**SUPPLIED INFORMATION**
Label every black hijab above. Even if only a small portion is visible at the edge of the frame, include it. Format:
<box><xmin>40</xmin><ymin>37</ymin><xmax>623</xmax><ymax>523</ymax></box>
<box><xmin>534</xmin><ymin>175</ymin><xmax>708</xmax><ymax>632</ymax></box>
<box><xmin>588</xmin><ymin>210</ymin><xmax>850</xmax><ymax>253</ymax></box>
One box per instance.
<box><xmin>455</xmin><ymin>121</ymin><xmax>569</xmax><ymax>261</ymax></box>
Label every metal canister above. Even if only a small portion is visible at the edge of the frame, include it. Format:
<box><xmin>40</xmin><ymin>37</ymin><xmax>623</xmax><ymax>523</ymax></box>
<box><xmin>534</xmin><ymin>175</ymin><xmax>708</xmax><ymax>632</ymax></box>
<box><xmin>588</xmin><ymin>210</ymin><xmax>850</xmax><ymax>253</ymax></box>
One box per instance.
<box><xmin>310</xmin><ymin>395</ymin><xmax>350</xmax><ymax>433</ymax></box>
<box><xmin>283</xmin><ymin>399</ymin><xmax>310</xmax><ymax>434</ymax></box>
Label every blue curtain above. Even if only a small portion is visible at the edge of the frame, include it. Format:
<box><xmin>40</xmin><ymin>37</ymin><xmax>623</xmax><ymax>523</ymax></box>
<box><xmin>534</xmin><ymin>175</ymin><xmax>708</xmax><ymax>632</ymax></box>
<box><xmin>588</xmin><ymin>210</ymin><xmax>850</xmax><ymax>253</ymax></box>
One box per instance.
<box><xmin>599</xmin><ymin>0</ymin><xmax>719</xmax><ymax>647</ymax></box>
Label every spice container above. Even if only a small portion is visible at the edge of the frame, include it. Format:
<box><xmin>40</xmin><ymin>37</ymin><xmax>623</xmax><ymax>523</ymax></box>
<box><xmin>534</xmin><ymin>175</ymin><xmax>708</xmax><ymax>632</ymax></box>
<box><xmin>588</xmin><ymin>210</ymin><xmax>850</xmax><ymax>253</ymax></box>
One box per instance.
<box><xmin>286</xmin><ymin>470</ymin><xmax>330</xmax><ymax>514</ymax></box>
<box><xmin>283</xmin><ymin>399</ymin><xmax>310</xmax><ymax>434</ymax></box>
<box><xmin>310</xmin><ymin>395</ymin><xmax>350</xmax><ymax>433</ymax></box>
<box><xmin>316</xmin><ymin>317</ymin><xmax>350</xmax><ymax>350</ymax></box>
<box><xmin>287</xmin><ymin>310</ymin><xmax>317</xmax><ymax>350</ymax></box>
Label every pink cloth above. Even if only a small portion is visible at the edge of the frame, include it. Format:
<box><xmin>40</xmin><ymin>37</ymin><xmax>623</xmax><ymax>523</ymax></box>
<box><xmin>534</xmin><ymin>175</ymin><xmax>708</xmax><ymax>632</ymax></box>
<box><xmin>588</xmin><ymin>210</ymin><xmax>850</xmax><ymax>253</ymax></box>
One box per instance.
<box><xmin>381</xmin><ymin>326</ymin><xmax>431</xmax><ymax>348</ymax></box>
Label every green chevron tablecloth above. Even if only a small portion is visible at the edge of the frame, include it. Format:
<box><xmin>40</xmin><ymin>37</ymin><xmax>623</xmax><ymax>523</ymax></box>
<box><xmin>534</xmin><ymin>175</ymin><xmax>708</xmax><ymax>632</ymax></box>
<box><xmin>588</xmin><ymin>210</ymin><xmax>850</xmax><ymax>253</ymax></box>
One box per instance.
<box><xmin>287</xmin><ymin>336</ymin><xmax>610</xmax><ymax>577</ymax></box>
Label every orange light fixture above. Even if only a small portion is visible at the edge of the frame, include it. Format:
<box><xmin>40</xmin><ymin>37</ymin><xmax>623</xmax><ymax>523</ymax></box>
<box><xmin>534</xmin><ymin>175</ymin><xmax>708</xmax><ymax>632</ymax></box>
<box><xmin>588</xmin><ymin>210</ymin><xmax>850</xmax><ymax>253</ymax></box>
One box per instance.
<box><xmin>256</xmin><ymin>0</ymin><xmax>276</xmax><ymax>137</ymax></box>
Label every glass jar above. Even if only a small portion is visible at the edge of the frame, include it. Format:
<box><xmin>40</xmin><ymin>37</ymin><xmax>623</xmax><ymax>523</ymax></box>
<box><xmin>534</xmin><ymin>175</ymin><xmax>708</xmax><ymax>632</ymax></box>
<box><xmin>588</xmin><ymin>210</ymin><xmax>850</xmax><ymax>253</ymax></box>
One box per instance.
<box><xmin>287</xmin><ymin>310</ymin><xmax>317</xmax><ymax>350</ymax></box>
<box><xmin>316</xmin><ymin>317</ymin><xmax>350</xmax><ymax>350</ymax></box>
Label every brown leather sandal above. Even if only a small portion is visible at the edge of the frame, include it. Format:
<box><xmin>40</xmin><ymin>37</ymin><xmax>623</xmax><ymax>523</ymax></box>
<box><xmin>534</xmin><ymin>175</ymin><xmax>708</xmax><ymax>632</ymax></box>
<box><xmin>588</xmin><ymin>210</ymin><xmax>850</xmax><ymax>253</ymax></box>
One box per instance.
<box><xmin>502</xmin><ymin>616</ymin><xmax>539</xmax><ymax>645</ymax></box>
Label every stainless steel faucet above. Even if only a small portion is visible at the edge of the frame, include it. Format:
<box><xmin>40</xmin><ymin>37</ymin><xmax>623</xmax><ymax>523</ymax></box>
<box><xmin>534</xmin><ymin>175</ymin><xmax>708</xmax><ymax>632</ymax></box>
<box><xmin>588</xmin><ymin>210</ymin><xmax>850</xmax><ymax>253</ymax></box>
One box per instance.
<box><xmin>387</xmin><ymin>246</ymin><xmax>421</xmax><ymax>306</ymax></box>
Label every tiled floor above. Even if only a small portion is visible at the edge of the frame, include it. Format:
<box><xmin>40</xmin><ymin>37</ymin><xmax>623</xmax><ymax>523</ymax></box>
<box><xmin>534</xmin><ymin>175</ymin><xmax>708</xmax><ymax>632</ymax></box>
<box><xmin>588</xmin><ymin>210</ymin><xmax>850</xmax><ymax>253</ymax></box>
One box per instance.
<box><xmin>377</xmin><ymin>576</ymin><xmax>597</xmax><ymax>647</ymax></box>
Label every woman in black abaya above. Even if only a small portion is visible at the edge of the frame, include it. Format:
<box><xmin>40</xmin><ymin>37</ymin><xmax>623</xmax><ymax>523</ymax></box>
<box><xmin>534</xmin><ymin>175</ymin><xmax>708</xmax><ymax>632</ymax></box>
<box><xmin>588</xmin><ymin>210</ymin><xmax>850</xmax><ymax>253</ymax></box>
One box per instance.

**WHAT THE TASK REQUIRES**
Rewrite all of the records above, replacing "One box per instance" with "Use a separate box for each instance" wherever it appears and leaving everything else as it is.

**FINISHED TASK**
Label every black hijab above. Even if only a small portion is visible at the edge of the frame, include it. Format:
<box><xmin>40</xmin><ymin>37</ymin><xmax>623</xmax><ymax>523</ymax></box>
<box><xmin>534</xmin><ymin>175</ymin><xmax>708</xmax><ymax>632</ymax></box>
<box><xmin>588</xmin><ymin>210</ymin><xmax>850</xmax><ymax>253</ymax></box>
Use a separate box for each instance.
<box><xmin>455</xmin><ymin>121</ymin><xmax>569</xmax><ymax>261</ymax></box>
Label every metal canister above. Even if only a small portion is visible at the edge of the frame, include it. Format:
<box><xmin>40</xmin><ymin>37</ymin><xmax>623</xmax><ymax>523</ymax></box>
<box><xmin>534</xmin><ymin>175</ymin><xmax>708</xmax><ymax>632</ymax></box>
<box><xmin>588</xmin><ymin>210</ymin><xmax>850</xmax><ymax>253</ymax></box>
Use a separate box for each instance.
<box><xmin>310</xmin><ymin>395</ymin><xmax>350</xmax><ymax>433</ymax></box>
<box><xmin>283</xmin><ymin>399</ymin><xmax>310</xmax><ymax>434</ymax></box>
Label every blue curtain above. Even if only a small portion is visible at the edge of the frame, include it. Format:
<box><xmin>40</xmin><ymin>37</ymin><xmax>623</xmax><ymax>523</ymax></box>
<box><xmin>534</xmin><ymin>175</ymin><xmax>708</xmax><ymax>632</ymax></box>
<box><xmin>588</xmin><ymin>210</ymin><xmax>850</xmax><ymax>253</ymax></box>
Use a separate box for each instance.
<box><xmin>599</xmin><ymin>0</ymin><xmax>719</xmax><ymax>647</ymax></box>
Label every spice container above. Even if only a small portion is visible at the edge of the frame, include it. Format:
<box><xmin>40</xmin><ymin>37</ymin><xmax>623</xmax><ymax>523</ymax></box>
<box><xmin>534</xmin><ymin>175</ymin><xmax>708</xmax><ymax>632</ymax></box>
<box><xmin>588</xmin><ymin>210</ymin><xmax>850</xmax><ymax>253</ymax></box>
Use a separate box for each instance.
<box><xmin>286</xmin><ymin>470</ymin><xmax>330</xmax><ymax>514</ymax></box>
<box><xmin>283</xmin><ymin>399</ymin><xmax>310</xmax><ymax>434</ymax></box>
<box><xmin>310</xmin><ymin>395</ymin><xmax>350</xmax><ymax>433</ymax></box>
<box><xmin>316</xmin><ymin>317</ymin><xmax>350</xmax><ymax>350</ymax></box>
<box><xmin>287</xmin><ymin>310</ymin><xmax>317</xmax><ymax>350</ymax></box>
Label every pink cloth above. Even if only a small portion is visible at the edge of the frame, include it. Format:
<box><xmin>40</xmin><ymin>37</ymin><xmax>623</xmax><ymax>523</ymax></box>
<box><xmin>534</xmin><ymin>175</ymin><xmax>708</xmax><ymax>632</ymax></box>
<box><xmin>588</xmin><ymin>210</ymin><xmax>850</xmax><ymax>253</ymax></box>
Use a separate box for each instance.
<box><xmin>381</xmin><ymin>326</ymin><xmax>431</xmax><ymax>348</ymax></box>
Label every green chevron tablecloth above. Even if only a small portion is visible at the edge of the frame, include it. Format:
<box><xmin>40</xmin><ymin>37</ymin><xmax>623</xmax><ymax>523</ymax></box>
<box><xmin>534</xmin><ymin>175</ymin><xmax>708</xmax><ymax>632</ymax></box>
<box><xmin>588</xmin><ymin>210</ymin><xmax>850</xmax><ymax>253</ymax></box>
Use a separate box for each instance.
<box><xmin>287</xmin><ymin>336</ymin><xmax>610</xmax><ymax>577</ymax></box>
Label every orange light fixture above. Even if only a small portion is visible at the edge of the frame, include it. Format:
<box><xmin>40</xmin><ymin>37</ymin><xmax>623</xmax><ymax>523</ymax></box>
<box><xmin>534</xmin><ymin>175</ymin><xmax>708</xmax><ymax>632</ymax></box>
<box><xmin>588</xmin><ymin>210</ymin><xmax>850</xmax><ymax>253</ymax></box>
Use a separate box for each instance.
<box><xmin>256</xmin><ymin>0</ymin><xmax>276</xmax><ymax>137</ymax></box>
Label every glass jar above. Even if only a small portion is visible at the edge of the frame, include it. Format:
<box><xmin>40</xmin><ymin>37</ymin><xmax>623</xmax><ymax>523</ymax></box>
<box><xmin>534</xmin><ymin>175</ymin><xmax>708</xmax><ymax>632</ymax></box>
<box><xmin>588</xmin><ymin>210</ymin><xmax>850</xmax><ymax>253</ymax></box>
Use a separate box for each instance.
<box><xmin>287</xmin><ymin>310</ymin><xmax>317</xmax><ymax>350</ymax></box>
<box><xmin>316</xmin><ymin>317</ymin><xmax>350</xmax><ymax>350</ymax></box>
Label every brown leather sandal above. Even if only a small portion is visible at the edge of the frame, include it. Format:
<box><xmin>40</xmin><ymin>37</ymin><xmax>623</xmax><ymax>523</ymax></box>
<box><xmin>534</xmin><ymin>175</ymin><xmax>708</xmax><ymax>632</ymax></box>
<box><xmin>588</xmin><ymin>210</ymin><xmax>850</xmax><ymax>253</ymax></box>
Use a separate box for each instance.
<box><xmin>502</xmin><ymin>616</ymin><xmax>539</xmax><ymax>645</ymax></box>
Label every stainless steel faucet above. Even if only a small portion is visible at the edge of the frame, include it. Format:
<box><xmin>40</xmin><ymin>37</ymin><xmax>623</xmax><ymax>523</ymax></box>
<box><xmin>534</xmin><ymin>175</ymin><xmax>708</xmax><ymax>632</ymax></box>
<box><xmin>588</xmin><ymin>210</ymin><xmax>850</xmax><ymax>253</ymax></box>
Use a separate box for each instance.
<box><xmin>387</xmin><ymin>246</ymin><xmax>421</xmax><ymax>306</ymax></box>
Label every tiled floor above. Even if only a small portion is visible at the edge of the frame, include it. Format:
<box><xmin>40</xmin><ymin>37</ymin><xmax>623</xmax><ymax>523</ymax></box>
<box><xmin>534</xmin><ymin>175</ymin><xmax>708</xmax><ymax>632</ymax></box>
<box><xmin>588</xmin><ymin>210</ymin><xmax>850</xmax><ymax>253</ymax></box>
Use a separate box for each instance.
<box><xmin>377</xmin><ymin>576</ymin><xmax>597</xmax><ymax>647</ymax></box>
Label every woman in black abaya above. Even if only a small portion is visible at the edge of the frame, include it. Format:
<box><xmin>40</xmin><ymin>37</ymin><xmax>623</xmax><ymax>523</ymax></box>
<box><xmin>534</xmin><ymin>175</ymin><xmax>708</xmax><ymax>632</ymax></box>
<box><xmin>588</xmin><ymin>210</ymin><xmax>850</xmax><ymax>253</ymax></box>
Use a separate box for each instance.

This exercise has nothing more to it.